__Short exercise__
Write the next part of the text on company insolvency under the Insolvency Act, picking up after its final sentence.

__Text__
Liquidation- the circumstances under which a company is said to be unable to pay its debts are stipulated under Section 384 of the Insolvency Act. It provides:

(1) For the purposes of this Part, a company is unable to pay its debts—

a. if a creditor (by assignment or otherwise) to whom the company is indebted for hundred thousand shillings or more has served on the company, by leaving it at the company’s registered office, a written demand requiring the company to pay the debt and the company has for twenty-one days afterwards failed to pay the debt or to secure or compound for it to the reasonable satisfaction of the creditor;

b. if execution or other process issued on a judgment, decree or order of any court in favour of a creditor of the company is returned unsatisfied in whole or in part; or

c. if it is proved to the satisfaction of the Court that the company is unable to pay its debts as they fall due.

(2) A company is also unable to pay its debts for the purposes of this Part if it is proved to the satisfaction of the Court that the value of the company’s assets is less than the amount of its liabilities (including its contingent and prospective liabilities).

(3)  The insolvency regulations may increase or reduce the amount specified in subsection (1) (a).

Administration is defined under Section 521 of the Insolvency Act as;

For the purposes of this Act-

a. A company is “under administration” while the appointment of an administrator of the company continues to have effect;

b. A company “enters administration” when the appointment of an administrator takes effect.”

Consequently, Section 522 of the Insolvency Act provides for the objectives of administration as:-

a. To maintain the company as a going concern;

b. To achieve a better outcome for the company’s creditors as a whole than would likely to be the case if the company were liquidated (without first being under administration);

c. To realize the property of the company in order to make a distribution to one or more secured or preferential creditors

Section 531 of Insolvency Act goes ahead to list the conditions for making an administration order as:

The Court may make an administration order in relation to a company only if satisfied—

(a) That the company is or is likely to become unable to pay its debts; and

(b) That the administration order is reasonably likely to achieve an objective of administration.”

__Data supplied__
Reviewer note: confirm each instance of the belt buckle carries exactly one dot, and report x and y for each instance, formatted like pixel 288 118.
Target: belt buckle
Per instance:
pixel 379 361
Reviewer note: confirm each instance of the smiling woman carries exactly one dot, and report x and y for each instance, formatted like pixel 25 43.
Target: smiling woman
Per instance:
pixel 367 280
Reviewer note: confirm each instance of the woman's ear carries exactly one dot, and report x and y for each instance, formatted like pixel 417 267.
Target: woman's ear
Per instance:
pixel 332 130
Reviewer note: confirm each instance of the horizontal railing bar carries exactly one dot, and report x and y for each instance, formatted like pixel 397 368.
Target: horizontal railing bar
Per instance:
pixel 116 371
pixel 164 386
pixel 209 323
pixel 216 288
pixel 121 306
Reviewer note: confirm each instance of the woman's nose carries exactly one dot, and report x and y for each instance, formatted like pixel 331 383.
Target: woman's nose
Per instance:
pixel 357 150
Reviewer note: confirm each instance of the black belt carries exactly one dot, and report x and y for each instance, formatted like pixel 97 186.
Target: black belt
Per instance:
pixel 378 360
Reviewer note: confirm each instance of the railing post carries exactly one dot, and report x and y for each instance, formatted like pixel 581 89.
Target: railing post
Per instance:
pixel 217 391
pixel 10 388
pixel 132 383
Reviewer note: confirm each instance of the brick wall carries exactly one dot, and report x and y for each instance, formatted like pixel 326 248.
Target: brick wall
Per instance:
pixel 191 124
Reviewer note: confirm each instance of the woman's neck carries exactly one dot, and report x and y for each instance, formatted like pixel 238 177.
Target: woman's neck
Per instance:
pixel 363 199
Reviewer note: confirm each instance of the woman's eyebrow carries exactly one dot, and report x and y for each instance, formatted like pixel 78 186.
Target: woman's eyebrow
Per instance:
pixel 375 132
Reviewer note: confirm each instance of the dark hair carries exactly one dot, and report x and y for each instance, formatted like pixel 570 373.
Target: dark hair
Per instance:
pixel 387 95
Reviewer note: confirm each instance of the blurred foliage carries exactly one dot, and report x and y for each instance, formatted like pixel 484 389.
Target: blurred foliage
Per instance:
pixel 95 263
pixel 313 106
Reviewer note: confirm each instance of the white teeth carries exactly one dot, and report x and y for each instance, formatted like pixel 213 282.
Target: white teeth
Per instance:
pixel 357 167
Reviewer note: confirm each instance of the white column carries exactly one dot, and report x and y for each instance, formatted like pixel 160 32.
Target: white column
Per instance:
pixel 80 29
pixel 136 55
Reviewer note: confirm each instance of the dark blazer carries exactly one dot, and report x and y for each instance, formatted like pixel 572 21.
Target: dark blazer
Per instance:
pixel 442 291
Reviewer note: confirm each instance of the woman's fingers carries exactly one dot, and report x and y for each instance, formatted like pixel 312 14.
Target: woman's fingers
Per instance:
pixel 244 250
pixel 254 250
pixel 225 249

__Written answer__
Therefore, for the court to grant the order for administration, the court must be satisfied that the company is or is likely to become unable to pay its debts and that the order if made, the Company is reasonably likely to achieve an objective (s)of administration.

Liquidation entails the process whereby, a Company that is insolvent by proof of indebtedness despite statutory demands by Creditor(s) and claims are not settled, the Company is put to bed, the Company is dissolved and the Company’s assets through a liquidator are disposed off to settle the existing claims. This is a drastic and final blow to a Company that leaves no chance of survival, through reinventing, restructuring or realigning itself to engage in commercial enterprise and becomes and remains a thriving business enterprise.

Conversely, administration process entails the process where, once a Company is insolvent; is not able to settle debts due and owing despite statutory demands; consideration of its asset portfolio given time and opportunity would upon valuation settle the indebtedness and resuscitate the Company to continue as a thriving commercial enterprise.

Liquidation leaves no room for nor gives a Company opportunity to survive after settling indebtedness but dissolves the Company whereas administration insulates the Company that while going through a dry financial spell it may/will survive after settling Creditors claims as a going concern,

In Re Nakumatt Holdings Limited [2017] eKLR the Court observed;

“What information then is the Court supposed to receive? [for administration to apply]

A speculative suggestion is not enough…It is the Applicant who seeks to and must satisfy the Court of the prospect…

He must by way of affidavit in support of the motion establish the reasonable grounds, including an indication of how long the turnaround is expected to take. The Applicant for administration order must provide a substantial measure of detail about the proposed plans to maintain the Company as a going concern and/or to settle with creditors in a better mode than a liquidator if one were  appointed would.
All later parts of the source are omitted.